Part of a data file
= = = = = = =
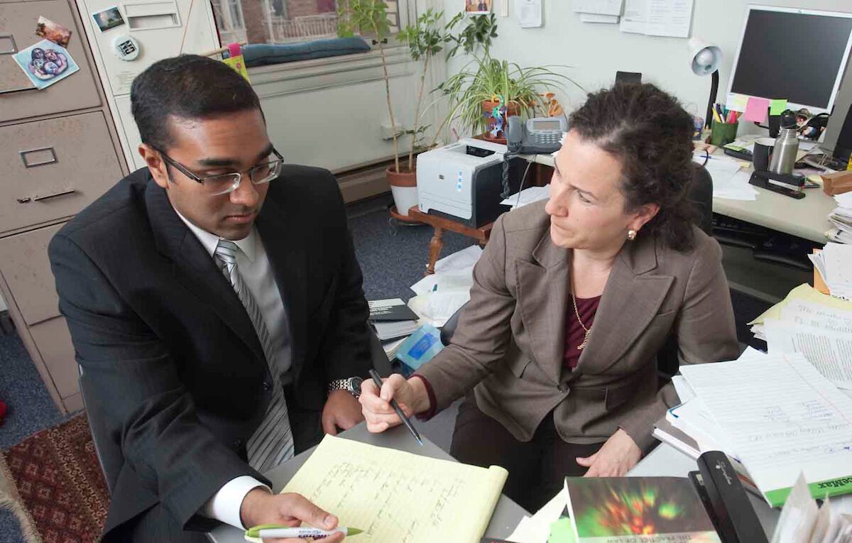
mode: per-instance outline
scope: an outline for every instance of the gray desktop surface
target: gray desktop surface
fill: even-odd
[[[425,437],[423,437],[423,446],[420,447],[404,426],[397,426],[380,434],[371,434],[367,432],[364,423],[361,423],[354,428],[342,432],[339,436],[378,447],[453,460],[452,456]],[[272,481],[273,490],[280,492],[313,452],[314,449],[309,449],[275,469],[270,470],[266,476]],[[488,537],[504,539],[512,533],[524,515],[529,514],[521,506],[501,495],[485,534]],[[213,543],[243,543],[245,540],[243,538],[243,532],[233,526],[220,526],[210,532],[207,536]]]

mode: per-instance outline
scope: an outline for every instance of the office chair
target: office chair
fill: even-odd
[[[382,348],[382,342],[379,341],[378,337],[371,329],[370,329],[370,357],[372,360],[373,369],[378,372],[379,375],[388,377],[393,373],[388,355]],[[124,458],[118,444],[119,437],[107,432],[103,408],[92,394],[82,366],[79,367],[79,370],[78,383],[80,395],[83,397],[83,407],[86,410],[89,427],[92,432],[92,442],[95,443],[95,453],[97,454],[101,471],[103,472],[104,480],[106,482],[106,489],[112,495],[121,466],[124,464]],[[364,375],[364,377],[367,376]]]
[[[689,187],[689,201],[695,206],[695,226],[703,230],[708,236],[713,235],[713,178],[704,168],[694,164],[692,186]],[[458,316],[462,312],[462,306],[452,314],[446,324],[440,330],[440,342],[450,345],[452,334],[458,326]],[[660,385],[671,379],[680,368],[677,357],[677,338],[670,335],[657,353],[657,370],[660,376]]]

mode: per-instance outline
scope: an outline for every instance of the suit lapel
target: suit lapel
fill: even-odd
[[[177,280],[201,303],[210,306],[265,367],[263,349],[237,293],[201,242],[177,216],[165,191],[149,180],[145,199],[157,249],[175,264]]]
[[[291,214],[287,214],[269,197],[270,195],[271,192],[263,203],[256,224],[284,301],[291,339],[293,374],[297,376],[305,360],[308,345],[308,274],[305,232],[297,231],[288,222],[287,218]]]
[[[674,281],[647,273],[657,267],[653,237],[625,249],[609,273],[578,372],[599,373],[619,360],[657,314]]]
[[[561,379],[568,303],[569,251],[544,230],[533,262],[517,260],[518,305],[535,362],[555,383]]]

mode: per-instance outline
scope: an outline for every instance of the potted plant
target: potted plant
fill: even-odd
[[[550,66],[522,68],[514,62],[474,57],[458,73],[436,90],[450,99],[445,123],[458,119],[471,134],[485,133],[486,139],[505,142],[503,129],[508,116],[532,117],[547,111],[544,90],[564,89],[575,81],[553,71]]]
[[[338,3],[337,11],[338,35],[346,37],[353,36],[355,32],[362,32],[372,34],[376,38],[377,46],[382,56],[385,97],[394,138],[394,165],[388,168],[386,175],[394,194],[397,212],[400,214],[407,215],[408,209],[417,203],[417,165],[414,160],[414,151],[415,147],[417,146],[418,138],[429,128],[428,126],[421,126],[420,119],[421,105],[429,63],[448,43],[454,45],[449,51],[447,59],[454,55],[459,49],[463,49],[469,54],[473,53],[481,45],[487,53],[492,39],[497,37],[497,23],[494,14],[469,17],[468,24],[459,34],[452,35],[450,31],[464,19],[464,14],[459,13],[455,15],[445,27],[441,24],[443,12],[428,9],[417,18],[414,25],[406,26],[399,33],[398,39],[408,45],[412,60],[422,62],[419,86],[414,106],[414,122],[411,129],[400,131],[398,129],[396,117],[391,105],[388,65],[384,53],[384,43],[387,43],[390,33],[390,28],[388,25],[387,5],[383,0],[341,0]],[[406,134],[410,134],[412,139],[408,148],[408,162],[403,165],[400,160],[399,138]]]
[[[407,215],[408,209],[417,203],[417,177],[406,174],[400,169],[399,139],[401,133],[397,130],[396,117],[390,100],[390,77],[388,75],[388,59],[384,53],[384,44],[390,35],[390,26],[388,23],[388,6],[384,0],[346,0],[338,3],[337,35],[354,36],[356,31],[375,37],[375,43],[382,58],[385,100],[394,139],[394,165],[388,167],[386,175],[398,212]]]

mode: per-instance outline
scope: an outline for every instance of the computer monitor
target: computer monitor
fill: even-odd
[[[832,111],[852,49],[852,13],[748,6],[728,94]]]

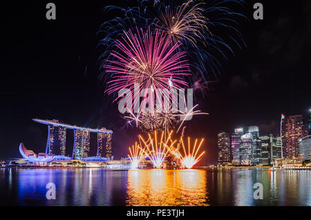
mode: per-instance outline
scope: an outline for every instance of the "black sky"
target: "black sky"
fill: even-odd
[[[1,3],[0,159],[19,157],[20,142],[44,152],[47,128],[33,118],[112,129],[113,154],[126,156],[138,133],[122,128],[98,81],[96,33],[108,18],[104,6],[126,3],[52,1],[57,19],[48,21],[50,1]],[[260,2],[263,21],[252,18],[253,1],[240,8],[249,19],[240,22],[247,47],[221,62],[221,76],[198,102],[210,115],[187,124],[187,134],[206,138],[202,163],[216,162],[217,133],[257,125],[261,134],[276,134],[281,113],[305,115],[311,108],[311,1]],[[69,154],[72,132],[67,139]]]

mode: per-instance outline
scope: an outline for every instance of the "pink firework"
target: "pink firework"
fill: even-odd
[[[185,52],[177,50],[180,44],[171,46],[164,33],[153,33],[149,28],[146,32],[136,28],[135,34],[129,30],[124,35],[121,41],[115,42],[117,51],[111,54],[113,59],[106,60],[109,64],[104,65],[106,73],[112,75],[106,93],[129,89],[133,96],[135,84],[139,84],[140,94],[144,89],[156,93],[158,89],[187,86],[184,77],[189,75],[189,65]],[[169,95],[166,97],[171,99]]]

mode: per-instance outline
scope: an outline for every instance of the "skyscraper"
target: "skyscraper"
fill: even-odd
[[[106,135],[97,133],[97,156],[104,157],[106,152]]]
[[[64,127],[50,125],[50,154],[65,156],[66,131]]]
[[[281,139],[280,136],[272,136],[270,138],[272,140],[272,150],[271,150],[271,158],[272,162],[275,161],[275,159],[279,159],[282,158],[282,152],[281,152]]]
[[[230,136],[225,132],[217,135],[217,146],[218,148],[218,163],[229,163],[232,161]]]
[[[111,134],[97,133],[97,156],[111,158]]]
[[[259,139],[259,128],[257,126],[248,127],[248,133],[251,134],[252,138],[252,165],[261,163],[261,145]]]
[[[303,116],[284,117],[282,120],[282,152],[285,158],[297,157],[302,138]]]
[[[90,152],[90,131],[80,129],[75,130],[75,145],[73,155],[75,159],[88,157]]]
[[[252,163],[252,134],[247,133],[243,134],[241,138],[241,145],[240,145],[240,162],[251,161]]]
[[[111,133],[106,134],[106,157],[107,158],[111,158]]]
[[[276,158],[281,158],[281,137],[272,134],[259,137],[261,145],[261,164],[272,165]]]
[[[303,138],[310,135],[311,135],[311,113],[309,115],[308,120],[306,120],[303,125],[302,137]]]
[[[303,161],[311,160],[311,135],[302,138],[299,147],[300,154],[303,154]]]
[[[261,163],[270,165],[271,163],[271,140],[267,135],[260,136],[261,145]]]
[[[240,164],[240,147],[242,145],[241,136],[243,134],[243,128],[237,128],[231,136],[232,163],[235,165]]]

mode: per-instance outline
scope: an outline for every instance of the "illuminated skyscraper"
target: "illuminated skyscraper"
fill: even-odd
[[[282,120],[282,152],[285,158],[297,157],[302,138],[303,116],[284,117]]]
[[[252,138],[252,165],[261,163],[261,145],[259,139],[259,128],[257,126],[248,127],[248,133]]]
[[[301,139],[299,143],[300,154],[303,154],[303,161],[311,160],[311,136],[307,136]]]
[[[97,156],[111,158],[111,134],[97,133]]]
[[[106,157],[111,158],[111,133],[106,134]]]
[[[217,135],[217,146],[218,147],[218,163],[229,163],[232,161],[230,136],[225,132]]]
[[[274,161],[275,159],[279,159],[282,158],[282,152],[281,152],[281,137],[280,136],[272,136],[272,156],[271,158],[272,158],[272,161]]]
[[[243,134],[243,128],[237,128],[231,136],[232,163],[236,165],[240,164],[240,147],[242,145],[241,136]]]
[[[104,157],[105,153],[106,153],[106,135],[104,133],[97,133],[97,156]]]
[[[269,165],[271,163],[271,140],[267,136],[260,136],[261,145],[261,163]]]
[[[260,136],[261,145],[261,164],[272,165],[273,161],[281,158],[281,137],[272,134]]]
[[[75,129],[75,143],[73,147],[73,158],[82,159],[88,157],[90,152],[90,131]]]
[[[57,125],[50,127],[50,154],[65,156],[66,127]]]
[[[310,114],[308,120],[303,125],[302,137],[303,138],[310,135],[311,135],[311,114]]]
[[[252,134],[243,134],[241,139],[242,144],[240,145],[240,161],[252,161]]]

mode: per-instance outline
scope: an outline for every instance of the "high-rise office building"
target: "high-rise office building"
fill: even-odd
[[[261,145],[261,164],[270,165],[271,163],[271,140],[267,135],[260,136]]]
[[[90,131],[86,130],[75,130],[75,145],[73,154],[75,159],[88,157],[90,152]]]
[[[261,145],[261,164],[272,165],[275,159],[281,158],[281,137],[272,134],[259,137]]]
[[[303,154],[303,161],[311,160],[311,136],[307,136],[301,139],[299,143],[300,154]]]
[[[243,128],[234,129],[234,133],[231,136],[231,152],[232,163],[240,164],[240,147],[242,145],[241,136],[244,134]]]
[[[97,156],[105,157],[106,135],[104,133],[97,133]]]
[[[241,145],[240,145],[240,162],[252,161],[252,134],[247,133],[241,137]]]
[[[303,138],[311,135],[311,113],[309,115],[309,118],[305,121],[303,125],[302,132]]]
[[[218,148],[218,163],[229,163],[232,161],[230,136],[226,132],[217,135],[217,147]]]
[[[280,136],[273,136],[272,134],[270,134],[270,138],[272,139],[272,156],[270,157],[273,162],[275,161],[275,159],[279,159],[282,158],[281,143]]]
[[[252,165],[261,163],[261,145],[259,139],[259,128],[257,126],[248,127],[248,133],[251,134],[252,138]]]
[[[285,158],[293,158],[299,154],[303,120],[301,115],[284,117],[282,119],[282,152]]]

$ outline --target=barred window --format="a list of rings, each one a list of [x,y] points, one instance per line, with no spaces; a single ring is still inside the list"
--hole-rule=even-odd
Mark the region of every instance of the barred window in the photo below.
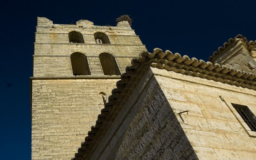
[[[256,132],[256,117],[248,107],[237,104],[231,104],[252,131]]]

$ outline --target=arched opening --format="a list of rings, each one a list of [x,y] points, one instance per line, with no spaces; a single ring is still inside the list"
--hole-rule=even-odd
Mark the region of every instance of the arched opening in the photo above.
[[[102,32],[96,32],[94,34],[95,41],[97,44],[110,44],[108,37]]]
[[[83,35],[76,31],[72,31],[69,33],[68,39],[70,43],[84,43]]]
[[[72,70],[74,76],[90,75],[89,66],[85,55],[79,52],[75,52],[70,56]]]
[[[114,56],[107,53],[102,53],[99,55],[104,75],[120,75],[120,71]]]

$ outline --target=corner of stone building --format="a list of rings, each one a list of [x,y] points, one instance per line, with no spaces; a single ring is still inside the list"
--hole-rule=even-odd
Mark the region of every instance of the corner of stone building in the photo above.
[[[45,17],[37,17],[37,26],[50,26],[52,25],[52,21]]]
[[[254,52],[250,52],[247,48],[243,40],[237,38],[219,51],[212,59],[212,62],[235,70],[256,74],[256,58],[252,56],[253,54],[256,58],[256,53],[254,55]]]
= = = = = = =
Goal. Update the stretch from the line containing "outline --target=barred window" through the line containing "[[[256,132],[256,117],[248,107],[237,104],[231,104],[252,131]]]" by putting "Trace" in place of "Mark" and keeping everything else identical. Leave the pictures out of the result.

Task output.
$ outline --target=barred window --format="a list of rings, each one a list of [x,y] points, one instance per line, with no spaces; a single ring is still inside the list"
--hole-rule=even-odd
Trace the region of every instance of the barred window in the photo below.
[[[256,132],[256,117],[248,107],[237,104],[231,104],[252,131]]]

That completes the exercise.